Go through the data below and copy each line that includes "every".

Records excerpted from a collection
__________________________________________________

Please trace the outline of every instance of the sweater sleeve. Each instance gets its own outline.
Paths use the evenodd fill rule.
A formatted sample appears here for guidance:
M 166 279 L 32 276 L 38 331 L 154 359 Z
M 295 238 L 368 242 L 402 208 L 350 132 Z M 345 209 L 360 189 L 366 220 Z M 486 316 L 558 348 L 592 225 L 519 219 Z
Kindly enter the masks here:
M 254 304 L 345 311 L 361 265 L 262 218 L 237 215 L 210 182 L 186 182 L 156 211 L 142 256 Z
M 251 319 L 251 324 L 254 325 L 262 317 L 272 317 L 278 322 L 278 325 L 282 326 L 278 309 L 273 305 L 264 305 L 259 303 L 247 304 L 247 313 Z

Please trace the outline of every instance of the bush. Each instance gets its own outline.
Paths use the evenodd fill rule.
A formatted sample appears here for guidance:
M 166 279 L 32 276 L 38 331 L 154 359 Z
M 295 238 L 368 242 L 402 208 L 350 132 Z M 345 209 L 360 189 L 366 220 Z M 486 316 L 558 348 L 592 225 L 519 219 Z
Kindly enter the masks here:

__________________________________________________

▶ _SOLUTION TO THE EXERCISE_
Please trace the outline of every instance of the sweater sleeve. Each instance gets its own outline.
Please trace the outline of every instance of the bush. Each instance gets its own outline.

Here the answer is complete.